## [CONSIGNA 1]
Reproduce el pasaje del texto sobre los diarios que comienza en "En los periódicos, el" y termina en "está a mi lado.".

## [FRAGMENTO DE LA FUENTE]
==========

¿Dónde está el diario?
En los periódicos, el intelectual es un pasajero con buena ubicación en un camarote de cubierta, bastante mejor que el que podría corresponderle
Sigo leyendo todos los días por lo menos un diario sobre papel. Los domingos, dos o tres. La fidelidad al papel no proviene de copiosas disquisiciones sobre la calidad, sino del placer que todavía me produce escuchar el sonido del diario cuando se desliza bajo mi puerta y, dos horas más tarde, la breve conversación con el quiosquero que me vende el segundo diario. Enseguida subo al metro, donde generalmente me toca viajar de pie y, apoyada contra una de las puertas, abro el diario recién adquirido, haciendo equilibrio y tratando de no molestar al pasajero que está a mi lado.
Llego a mi estudio y pongo a calentar el agua para el primer mate del día mientras sigo con los diarios. Todavía no he encendido la computadora, o sea que esas páginas sobre papel me ofrecen las primeras informaciones y, como puedo comprobarlo, las que todavía justifican su lugar por el detalle y el cuidado con que llegan a ser impresas. Horas después, mientras almuerzo, sigo con los diarios. Ahora toca que los señale con marcador rojo o que recorte entera alguna nota, con la esperanza de que me vendrá bien para mi trabajo del día siguiente.
Claro, por mi edad pertenezco a una generación que creció mientras sus mayores abrían el diario todas las mañanas. En aquella época se decía de alguien inculto: “No lee ni el diario”. ¿Dónde está el diario?, era una pregunta que los chicos debíamos contestar para librarnos de la sospecha de que lo habíamos secuestrado para seguir los cómics y lo habíamos tirado, desordenado, en alguna parte.

==========

## [CONSIGNA 2]
Identifica cada línea de las entradas que siguen en la que aparezca la palabra "white" y cópiala. Ten en cuenta que se distinguen mayúsculas y minúsculas.

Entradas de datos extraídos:

==========

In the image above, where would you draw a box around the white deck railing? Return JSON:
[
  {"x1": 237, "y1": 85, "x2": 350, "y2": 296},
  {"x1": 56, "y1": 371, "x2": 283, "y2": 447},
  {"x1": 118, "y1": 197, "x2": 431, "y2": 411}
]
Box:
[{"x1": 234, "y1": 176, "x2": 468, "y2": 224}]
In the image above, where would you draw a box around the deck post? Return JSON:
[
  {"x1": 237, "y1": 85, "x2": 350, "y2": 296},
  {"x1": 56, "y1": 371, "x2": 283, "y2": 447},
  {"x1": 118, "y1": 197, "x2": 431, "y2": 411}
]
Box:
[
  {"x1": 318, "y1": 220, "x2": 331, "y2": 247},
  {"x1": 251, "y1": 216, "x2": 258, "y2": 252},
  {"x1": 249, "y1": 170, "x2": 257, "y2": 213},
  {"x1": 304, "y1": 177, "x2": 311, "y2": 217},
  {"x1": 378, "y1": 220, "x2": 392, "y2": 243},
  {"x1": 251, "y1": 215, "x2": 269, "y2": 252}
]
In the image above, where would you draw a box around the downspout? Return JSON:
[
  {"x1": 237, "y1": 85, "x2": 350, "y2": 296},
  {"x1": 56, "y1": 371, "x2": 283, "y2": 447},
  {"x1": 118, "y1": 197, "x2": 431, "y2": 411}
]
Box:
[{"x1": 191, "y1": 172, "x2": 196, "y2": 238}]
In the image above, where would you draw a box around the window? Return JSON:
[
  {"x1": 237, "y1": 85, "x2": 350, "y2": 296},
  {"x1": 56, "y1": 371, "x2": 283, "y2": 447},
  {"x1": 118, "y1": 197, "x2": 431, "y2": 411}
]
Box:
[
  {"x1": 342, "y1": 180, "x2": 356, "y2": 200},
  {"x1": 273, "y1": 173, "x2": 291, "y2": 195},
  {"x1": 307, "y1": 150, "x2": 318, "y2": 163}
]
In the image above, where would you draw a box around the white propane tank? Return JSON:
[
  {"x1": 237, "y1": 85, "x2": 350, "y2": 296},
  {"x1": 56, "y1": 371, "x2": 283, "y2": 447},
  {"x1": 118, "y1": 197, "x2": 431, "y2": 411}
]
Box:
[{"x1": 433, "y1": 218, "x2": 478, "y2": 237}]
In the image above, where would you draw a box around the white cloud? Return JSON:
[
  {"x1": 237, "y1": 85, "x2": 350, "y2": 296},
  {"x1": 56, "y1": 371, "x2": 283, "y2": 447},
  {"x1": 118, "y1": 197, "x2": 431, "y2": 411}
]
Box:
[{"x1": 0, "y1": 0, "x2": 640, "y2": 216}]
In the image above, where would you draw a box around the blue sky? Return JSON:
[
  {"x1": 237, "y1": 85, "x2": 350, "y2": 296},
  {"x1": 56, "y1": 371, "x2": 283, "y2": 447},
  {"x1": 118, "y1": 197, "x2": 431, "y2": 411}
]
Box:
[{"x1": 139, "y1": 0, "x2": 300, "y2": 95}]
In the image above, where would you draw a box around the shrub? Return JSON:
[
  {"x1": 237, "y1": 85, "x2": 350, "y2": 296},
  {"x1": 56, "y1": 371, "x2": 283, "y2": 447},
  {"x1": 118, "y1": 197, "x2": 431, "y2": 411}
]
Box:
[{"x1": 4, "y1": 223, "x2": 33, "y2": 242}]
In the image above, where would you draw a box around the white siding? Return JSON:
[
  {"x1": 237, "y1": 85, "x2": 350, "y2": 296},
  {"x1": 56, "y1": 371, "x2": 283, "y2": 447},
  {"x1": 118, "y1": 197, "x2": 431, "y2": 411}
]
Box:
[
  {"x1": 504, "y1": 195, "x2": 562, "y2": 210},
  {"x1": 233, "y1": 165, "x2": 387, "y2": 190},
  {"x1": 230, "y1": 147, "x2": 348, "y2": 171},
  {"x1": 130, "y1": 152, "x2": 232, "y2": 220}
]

==========

## [RESPUESTA ESCRITA 1]
En los periódicos, el intelectual es un pasajero con buena ubicación en un camarote de cubierta, bastante mejor que el que podría corresponderle
Sigo leyendo todos los días por lo menos un diario sobre papel. Los domingos, dos o tres. La fidelidad al papel no proviene de copiosas disquisiciones sobre la calidad, sino del placer que todavía me produce escuchar el sonido del diario cuando se desliza bajo mi puerta y, dos horas más tarde, la breve conversación con el quiosquero que me vende el segundo diario. Enseguida subo al metro, donde generalmente me toca viajar de pie y, apoyada contra una de las puertas, abro el diario recién adquirido, haciendo equilibrio y tratando de no molestar al pasajero que está a mi lado.

## [RESPUESTA ESCRITA 2]
In the image above, where would you draw a box around the white deck railing? Return JSON:
In the image above, where would you draw a box around the white propane tank? Return JSON:
In the image above, where would you draw a box around the white cloud? Return JSON:
In the image above, where would you draw a box around the white siding? Return JSON:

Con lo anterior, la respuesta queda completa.